Passage for review:
══════════

BANFF – Efforts rolled out to ease traffic snarls in the Banff townsite over the busy Canada Day long weekend appear to have worked.

Town of Banff officials say advance communications to visitors to expect heavy traffic, and investments in transit proved successful in greatly reducing congestion in town, with traffic delays of 10 minutes at peak times compared to 90 minutes on the May long weekend.

Adrian Field, the municipality’s director of engineering, said there was a high of 28,300 vehicles per day on July 2, which is very similar to entrance counts in 2019 prior to the COVID-19 pandemic.

However, he said fewer people drove across the Bow River bridge to access tourist hotspots such as the gondola and hot springs, and congestion was significantly improved thanks to visitor paid parking and a shift to transit.

“A 21 per cent reduction on Mountain Avenue traffic is the principal cause for congestion improvements – 1,100 fewer vehicles drove up to find full lots at Sulphur in 2022 versus 2019,” he said.

“All our partners – Banff Lake Louise Tourism, Parks Canada, Roam, Pursuit – and the Town of Banff worked extremely hard to get the message across in advance that driving was going to be a miserable experience.”

According to Town of Banff data, Roam ridership on Route 1 to Pursuit’s gondola and Parks' hot springs exceeded 2019 by five per cent.

“Ridership was within 35 riders of the highest daily ridership recorded since the service began in 2008,” said Field, noting the highest was on August 22, 2019, at 3,268 riders.

The intercept parking lot at the train station was full at peak times over the weekend, with vehicles spilling out to areas beyond that.

Still, 50 per cent of vehicles – those without gondola pre-bookings – were turned around at the traffic circle at the parking lot on Sulphur at peak times on Canada Day and forced to drive back down Mountain Ave.

“Moving people to buses really helped,” said Field, noting Banff’s congestion threshold is about 24,000 vehicles.

“But 50 per cent choose to drive past five massive yellow signs that say ‘expect delays and gondola and hot springs parking lots are full’.”

Throughout Banff National Park, most parking lots at day use areas were at capacity by 10 a.m. each morning and remained this way until early evening.

In Lake Louise, Parks Canada estimated the new park-and-ride lot at Lake Louise ski hill was at 70 to 80 per cent capacity over the long weekend.

Officials said two-way traffic volumes on Lake Louise Drive remain higher than in 2021, but lower than pre-pandemic volumes in 2019. Shuttles sold out daily.

Amy Krause, a spokesperson for Lake Louise, Yoho and Kootenay field unit, said flaggers were in place 24 hours at Moraine Lake Road.

══════════

Problem set:
(1) Render this sentence from the Banff Canada Day traffic article in Spanish: "The intercept parking lot at the train station was full at peak times over the weekend, with vehicles spilling out to areas beyond that."
(2) Write out the part of the Banff Canada Day traffic article between "Adrian Field, the" and "the COVID-19 pandemic.", inclusive.

(Image-grounded pointing data)
══════════

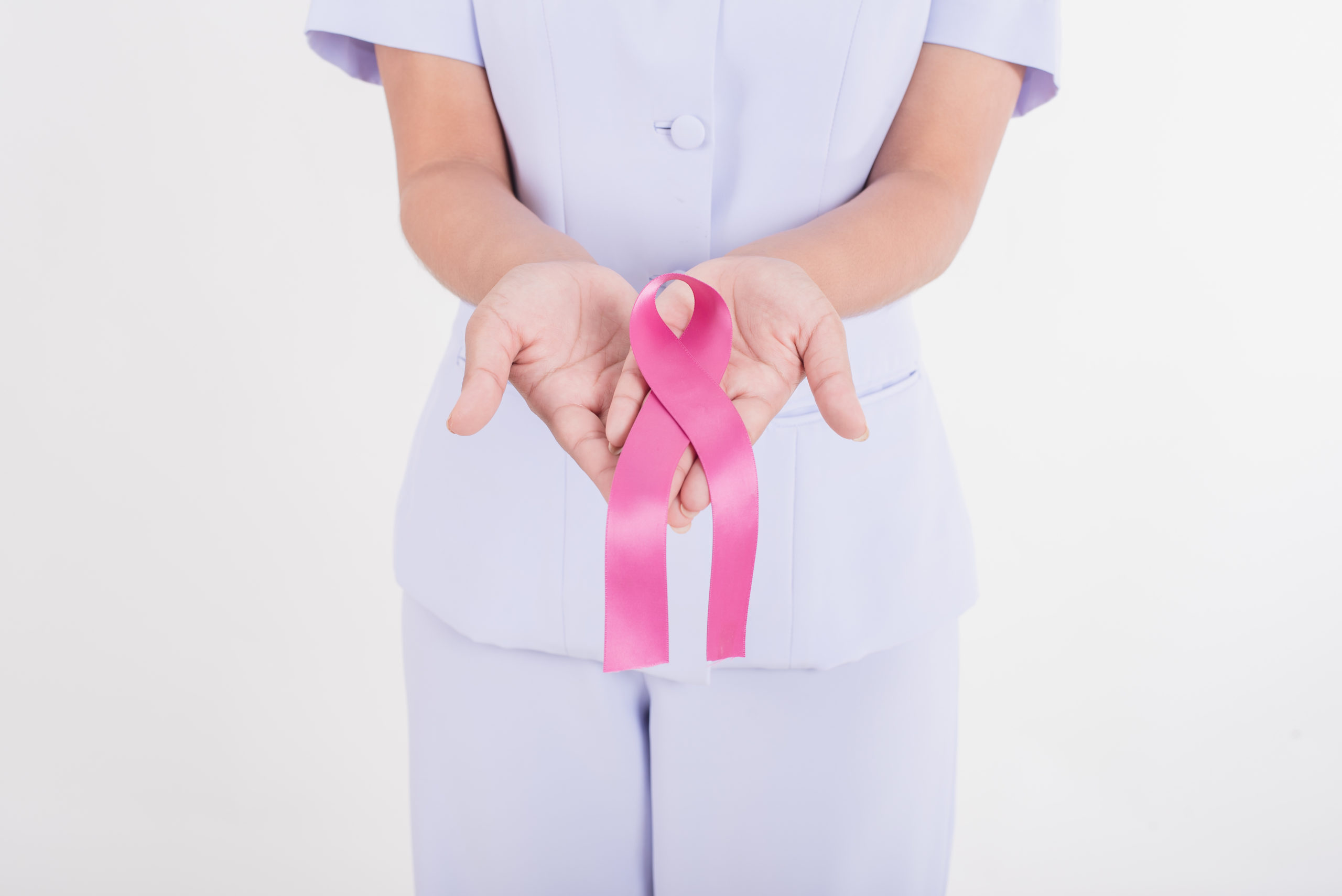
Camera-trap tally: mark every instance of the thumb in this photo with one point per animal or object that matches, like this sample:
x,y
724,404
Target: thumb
x,y
826,361
492,345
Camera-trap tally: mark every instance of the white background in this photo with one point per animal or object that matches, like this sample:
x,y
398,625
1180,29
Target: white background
x,y
215,342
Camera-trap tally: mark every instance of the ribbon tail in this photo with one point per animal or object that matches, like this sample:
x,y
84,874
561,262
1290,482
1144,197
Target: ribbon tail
x,y
636,618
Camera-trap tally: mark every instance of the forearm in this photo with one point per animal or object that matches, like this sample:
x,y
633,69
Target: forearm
x,y
901,232
469,229
906,226
458,210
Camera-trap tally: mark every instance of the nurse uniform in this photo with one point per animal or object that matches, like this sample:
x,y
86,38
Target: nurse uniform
x,y
662,135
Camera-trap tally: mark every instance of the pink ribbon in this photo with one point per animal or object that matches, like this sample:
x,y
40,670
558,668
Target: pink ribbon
x,y
686,404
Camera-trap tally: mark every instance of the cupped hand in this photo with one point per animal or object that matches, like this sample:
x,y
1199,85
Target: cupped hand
x,y
560,333
783,329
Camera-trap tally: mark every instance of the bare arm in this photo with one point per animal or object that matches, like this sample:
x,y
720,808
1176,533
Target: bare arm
x,y
906,226
458,210
787,292
548,318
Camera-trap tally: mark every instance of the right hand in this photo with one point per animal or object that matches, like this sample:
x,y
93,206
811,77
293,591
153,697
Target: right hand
x,y
560,333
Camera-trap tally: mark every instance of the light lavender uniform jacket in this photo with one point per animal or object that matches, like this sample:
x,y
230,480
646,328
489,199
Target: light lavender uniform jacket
x,y
661,135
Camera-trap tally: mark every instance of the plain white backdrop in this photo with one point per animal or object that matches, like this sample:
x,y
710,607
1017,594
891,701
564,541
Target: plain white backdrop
x,y
215,342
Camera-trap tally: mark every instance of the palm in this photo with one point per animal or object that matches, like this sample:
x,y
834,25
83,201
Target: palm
x,y
784,329
559,332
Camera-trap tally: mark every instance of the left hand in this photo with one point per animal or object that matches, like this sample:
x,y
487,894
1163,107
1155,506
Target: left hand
x,y
783,328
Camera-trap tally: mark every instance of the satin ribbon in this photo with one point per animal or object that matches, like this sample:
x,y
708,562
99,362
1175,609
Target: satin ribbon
x,y
686,404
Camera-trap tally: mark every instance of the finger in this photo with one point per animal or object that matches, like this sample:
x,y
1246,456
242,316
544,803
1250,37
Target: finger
x,y
583,436
826,361
626,402
490,348
677,515
694,493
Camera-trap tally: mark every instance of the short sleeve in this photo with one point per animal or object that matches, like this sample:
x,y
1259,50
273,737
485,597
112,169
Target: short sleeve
x,y
1026,33
344,31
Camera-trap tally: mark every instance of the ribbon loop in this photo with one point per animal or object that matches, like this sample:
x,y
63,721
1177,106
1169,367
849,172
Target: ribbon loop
x,y
685,405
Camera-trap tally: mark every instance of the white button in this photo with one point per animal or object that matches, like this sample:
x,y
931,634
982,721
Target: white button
x,y
688,132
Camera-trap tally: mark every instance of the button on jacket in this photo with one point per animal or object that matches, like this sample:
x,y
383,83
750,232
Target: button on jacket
x,y
662,135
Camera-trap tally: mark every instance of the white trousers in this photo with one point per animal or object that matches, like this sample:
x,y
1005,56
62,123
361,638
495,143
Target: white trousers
x,y
540,774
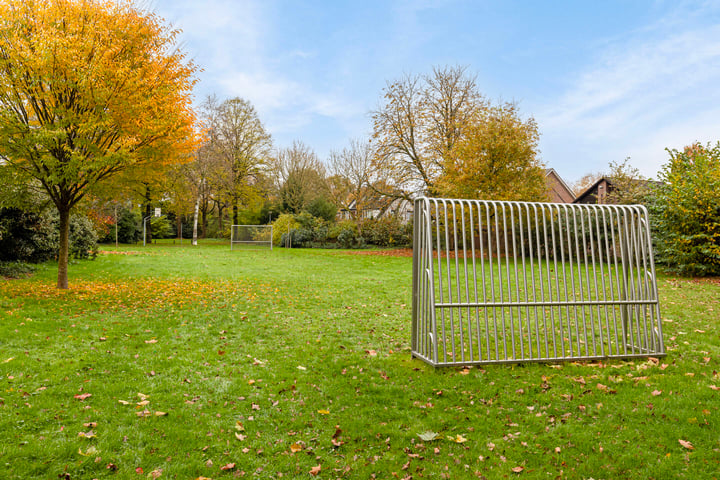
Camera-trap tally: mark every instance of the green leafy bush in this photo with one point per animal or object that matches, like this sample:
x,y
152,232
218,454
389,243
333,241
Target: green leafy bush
x,y
15,269
33,237
83,238
387,232
687,211
27,236
321,208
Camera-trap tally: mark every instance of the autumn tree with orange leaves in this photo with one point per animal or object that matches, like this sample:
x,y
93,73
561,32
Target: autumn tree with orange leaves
x,y
89,89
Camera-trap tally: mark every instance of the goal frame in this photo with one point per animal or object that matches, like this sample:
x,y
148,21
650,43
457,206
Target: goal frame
x,y
234,240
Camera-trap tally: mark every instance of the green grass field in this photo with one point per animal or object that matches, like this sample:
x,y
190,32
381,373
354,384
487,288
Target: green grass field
x,y
182,362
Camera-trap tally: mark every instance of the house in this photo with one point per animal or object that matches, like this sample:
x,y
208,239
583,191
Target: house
x,y
379,206
558,190
598,192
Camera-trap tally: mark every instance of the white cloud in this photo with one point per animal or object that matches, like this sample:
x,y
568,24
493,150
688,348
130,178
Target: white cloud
x,y
642,95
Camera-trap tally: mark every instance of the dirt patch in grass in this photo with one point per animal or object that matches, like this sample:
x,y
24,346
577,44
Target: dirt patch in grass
x,y
399,252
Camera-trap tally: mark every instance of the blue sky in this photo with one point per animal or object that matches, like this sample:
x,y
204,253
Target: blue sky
x,y
605,79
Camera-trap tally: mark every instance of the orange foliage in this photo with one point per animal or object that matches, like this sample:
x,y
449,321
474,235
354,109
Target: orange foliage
x,y
88,89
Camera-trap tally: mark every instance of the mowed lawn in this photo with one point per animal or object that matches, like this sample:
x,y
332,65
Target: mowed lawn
x,y
180,362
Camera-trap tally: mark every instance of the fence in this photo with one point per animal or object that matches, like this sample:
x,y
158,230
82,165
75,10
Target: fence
x,y
501,282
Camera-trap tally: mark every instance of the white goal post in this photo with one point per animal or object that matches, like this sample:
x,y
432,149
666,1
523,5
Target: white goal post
x,y
252,235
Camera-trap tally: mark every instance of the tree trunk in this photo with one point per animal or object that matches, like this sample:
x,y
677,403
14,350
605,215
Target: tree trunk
x,y
64,247
197,207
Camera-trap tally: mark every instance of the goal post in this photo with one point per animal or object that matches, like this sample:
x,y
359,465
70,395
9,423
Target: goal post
x,y
251,235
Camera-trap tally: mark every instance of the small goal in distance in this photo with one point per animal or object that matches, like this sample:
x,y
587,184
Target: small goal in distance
x,y
259,236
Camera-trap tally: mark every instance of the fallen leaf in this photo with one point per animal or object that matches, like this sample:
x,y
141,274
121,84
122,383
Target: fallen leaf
x,y
457,439
428,436
90,451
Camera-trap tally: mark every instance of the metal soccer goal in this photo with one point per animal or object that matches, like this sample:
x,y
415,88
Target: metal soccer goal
x,y
501,282
251,235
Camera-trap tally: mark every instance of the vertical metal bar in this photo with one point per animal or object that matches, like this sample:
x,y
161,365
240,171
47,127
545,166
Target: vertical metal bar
x,y
562,262
417,254
657,323
482,273
597,296
526,296
471,216
531,255
579,278
467,288
540,276
440,289
587,282
517,283
449,285
499,272
457,276
509,290
557,284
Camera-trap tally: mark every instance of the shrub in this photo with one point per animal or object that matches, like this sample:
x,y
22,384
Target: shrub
x,y
321,208
33,237
83,238
346,238
387,232
335,230
27,236
687,211
15,269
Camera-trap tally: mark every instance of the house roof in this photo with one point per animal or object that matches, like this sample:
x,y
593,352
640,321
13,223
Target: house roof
x,y
552,171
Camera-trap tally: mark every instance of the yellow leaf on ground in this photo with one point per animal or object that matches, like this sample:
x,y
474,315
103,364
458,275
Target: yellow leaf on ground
x,y
457,439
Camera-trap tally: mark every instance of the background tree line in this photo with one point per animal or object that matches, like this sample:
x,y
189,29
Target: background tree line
x,y
105,135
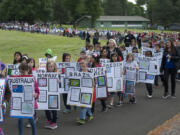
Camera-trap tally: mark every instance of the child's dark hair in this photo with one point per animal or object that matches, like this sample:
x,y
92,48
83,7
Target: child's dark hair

══════════

Exercise answers:
(1) El estacionamiento disuasorio de la estación de tren estuvo lleno en las horas pico durante el fin de semana, y los vehículos se desbordaron hacia zonas más allá de este.

(2)
Adrian Field, the municipality’s director of engineering, said there was a high of 28,300 vehicles per day on July 2, which is very similar to entrance counts in 2019 prior to the COVID-19 pandemic.